**** Task input ****
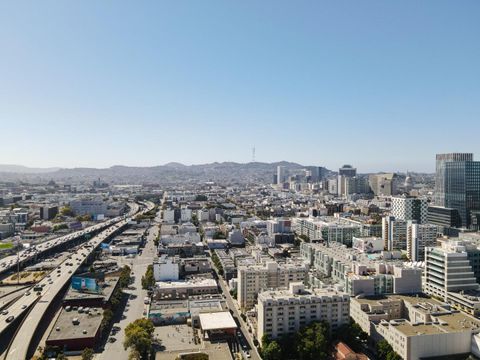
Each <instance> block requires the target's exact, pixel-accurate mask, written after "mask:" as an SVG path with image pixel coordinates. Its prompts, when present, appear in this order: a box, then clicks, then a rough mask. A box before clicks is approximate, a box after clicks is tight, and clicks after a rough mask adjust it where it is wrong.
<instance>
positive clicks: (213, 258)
mask: <svg viewBox="0 0 480 360" xmlns="http://www.w3.org/2000/svg"><path fill="white" fill-rule="evenodd" d="M212 261H213V264H214V265H215V267H216V268H217V269H218V273H219V274H220V275H223V266H222V263H221V262H220V259H219V258H218V255H217V254H216V253H215V252H214V251H212Z"/></svg>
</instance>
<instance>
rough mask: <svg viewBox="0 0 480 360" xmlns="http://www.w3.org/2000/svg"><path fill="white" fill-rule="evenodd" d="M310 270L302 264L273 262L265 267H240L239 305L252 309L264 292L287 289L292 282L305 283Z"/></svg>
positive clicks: (241, 306) (238, 297) (256, 266)
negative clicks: (260, 293) (286, 287)
mask: <svg viewBox="0 0 480 360" xmlns="http://www.w3.org/2000/svg"><path fill="white" fill-rule="evenodd" d="M307 271H308V268H307V266H305V265H304V264H301V263H286V264H279V263H276V262H273V261H270V262H267V263H266V264H265V265H250V266H239V267H238V268H237V279H238V295H237V297H238V303H239V305H240V307H241V308H243V309H250V308H252V307H253V306H254V305H255V303H256V301H257V296H258V293H259V292H260V291H262V290H267V289H272V288H274V289H276V288H286V287H288V286H289V284H290V283H291V282H303V281H304V280H305V276H306V274H307Z"/></svg>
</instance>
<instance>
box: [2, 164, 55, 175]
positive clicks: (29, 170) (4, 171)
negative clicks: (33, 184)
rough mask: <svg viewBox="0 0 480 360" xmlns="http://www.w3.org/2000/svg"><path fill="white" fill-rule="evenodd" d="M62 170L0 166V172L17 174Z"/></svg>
mask: <svg viewBox="0 0 480 360" xmlns="http://www.w3.org/2000/svg"><path fill="white" fill-rule="evenodd" d="M60 169H61V168H57V167H53V168H30V167H27V166H23V165H5V164H0V172H8V173H17V174H44V173H49V172H54V171H58V170H60Z"/></svg>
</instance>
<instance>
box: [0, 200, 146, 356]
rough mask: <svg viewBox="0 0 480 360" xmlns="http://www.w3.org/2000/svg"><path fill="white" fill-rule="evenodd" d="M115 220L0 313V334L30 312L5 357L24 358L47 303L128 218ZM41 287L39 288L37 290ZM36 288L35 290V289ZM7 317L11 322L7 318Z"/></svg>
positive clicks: (120, 228)
mask: <svg viewBox="0 0 480 360" xmlns="http://www.w3.org/2000/svg"><path fill="white" fill-rule="evenodd" d="M152 208H153V203H147V206H146V208H145V209H144V210H142V212H140V214H141V213H145V212H147V211H149V210H151V209H152ZM138 210H139V207H138V205H136V204H135V205H133V206H131V210H130V212H129V214H128V216H132V215H134V214H136V213H137V212H138ZM116 219H118V221H117V222H116V223H113V224H111V225H110V227H108V228H107V229H106V230H103V231H102V232H101V233H99V234H98V235H97V236H95V237H94V238H92V239H91V240H89V241H88V242H86V243H85V244H83V245H82V246H80V247H79V248H77V250H76V251H75V252H74V253H72V254H71V256H69V258H68V259H66V260H65V261H64V262H63V263H61V264H60V265H59V266H58V267H57V268H55V269H54V270H53V271H52V272H51V273H50V274H49V275H48V276H47V277H45V278H44V279H42V280H41V281H40V282H39V283H38V284H36V285H35V286H34V287H32V289H31V290H29V291H26V292H25V293H24V295H23V296H21V297H20V298H19V299H18V300H17V301H16V302H15V303H13V305H11V306H10V307H9V308H8V313H7V314H5V315H0V334H1V333H2V332H3V331H4V330H5V329H6V328H7V327H8V325H9V324H10V323H11V322H12V321H13V319H12V318H11V316H13V317H14V318H16V317H18V316H20V315H22V314H23V312H25V311H29V312H28V314H27V316H26V318H25V319H24V320H23V322H22V323H21V324H20V327H19V329H18V330H17V332H16V334H15V337H14V339H13V340H12V341H11V343H10V346H9V348H8V349H7V351H6V352H5V357H4V358H5V359H26V358H27V355H28V350H29V347H30V343H31V341H32V339H33V336H34V334H35V330H36V328H37V326H38V325H39V323H40V322H41V320H42V318H43V317H44V315H45V313H46V312H47V310H48V308H49V306H50V304H51V303H52V301H53V300H54V299H55V297H56V296H57V295H58V293H59V292H60V291H61V290H62V289H63V288H64V287H65V286H66V285H67V283H68V282H69V281H70V278H71V277H72V275H73V274H74V273H75V271H77V270H78V268H79V267H80V266H81V265H82V263H83V262H84V261H85V259H86V258H87V257H88V256H89V255H90V254H91V253H92V252H93V251H94V250H95V249H96V248H97V247H98V246H99V245H100V244H101V243H102V242H103V241H105V240H107V238H108V237H109V236H111V235H112V234H113V233H115V232H117V231H118V230H120V229H121V228H123V227H124V226H125V225H126V224H127V223H128V221H129V218H127V217H125V219H123V220H122V218H120V219H119V218H116ZM40 287H41V289H40ZM34 289H35V290H34ZM9 319H10V321H8V320H9Z"/></svg>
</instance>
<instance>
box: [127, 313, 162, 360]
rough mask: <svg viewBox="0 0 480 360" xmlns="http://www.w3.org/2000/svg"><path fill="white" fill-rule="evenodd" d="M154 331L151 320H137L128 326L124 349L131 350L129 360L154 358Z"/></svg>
mask: <svg viewBox="0 0 480 360" xmlns="http://www.w3.org/2000/svg"><path fill="white" fill-rule="evenodd" d="M154 330H155V327H154V326H153V323H152V321H151V320H150V319H137V320H135V321H134V322H132V323H130V324H128V325H127V327H126V328H125V340H124V341H123V347H124V349H125V350H127V349H130V354H129V357H128V358H129V359H134V360H143V359H148V358H150V357H152V356H154V351H153V344H154V339H153V332H154Z"/></svg>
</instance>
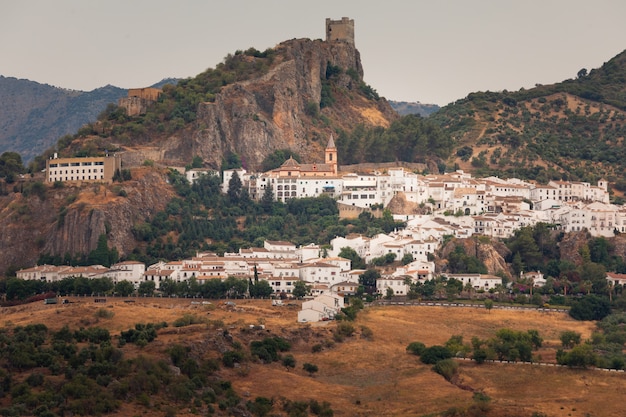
****
» **What to work on**
Please write out exactly, and only, the lines from the beginning of the entries through the line containing "270L302 264L273 262L265", including both and skipping all pictures.

» **Solution for this task**
Each <instance> block requires the target's exact, pixel-accurate mask, written after "mask:" as an SVG path with image pixel coordinates. Its prompts, when present, appear in this order: a box, then clicks, then a rough mask. A box before clicks is approximate, a box after clicks is tight, and clicks after a rough mask adjust it where it is wrong.
<instance>
positive clicks: (213, 258)
mask: <svg viewBox="0 0 480 360" xmlns="http://www.w3.org/2000/svg"><path fill="white" fill-rule="evenodd" d="M212 261H213V264H214V265H215V267H216V268H217V269H218V273H219V274H220V275H223V266H222V263H221V262H220V259H219V258H218V255H217V254H216V253H215V252H214V251H212Z"/></svg>
</instance>
<instance>
rough mask: <svg viewBox="0 0 480 360" xmlns="http://www.w3.org/2000/svg"><path fill="white" fill-rule="evenodd" d="M310 270L302 264L273 262L265 267H240L239 305L252 309L264 292L287 289L292 282L305 283Z"/></svg>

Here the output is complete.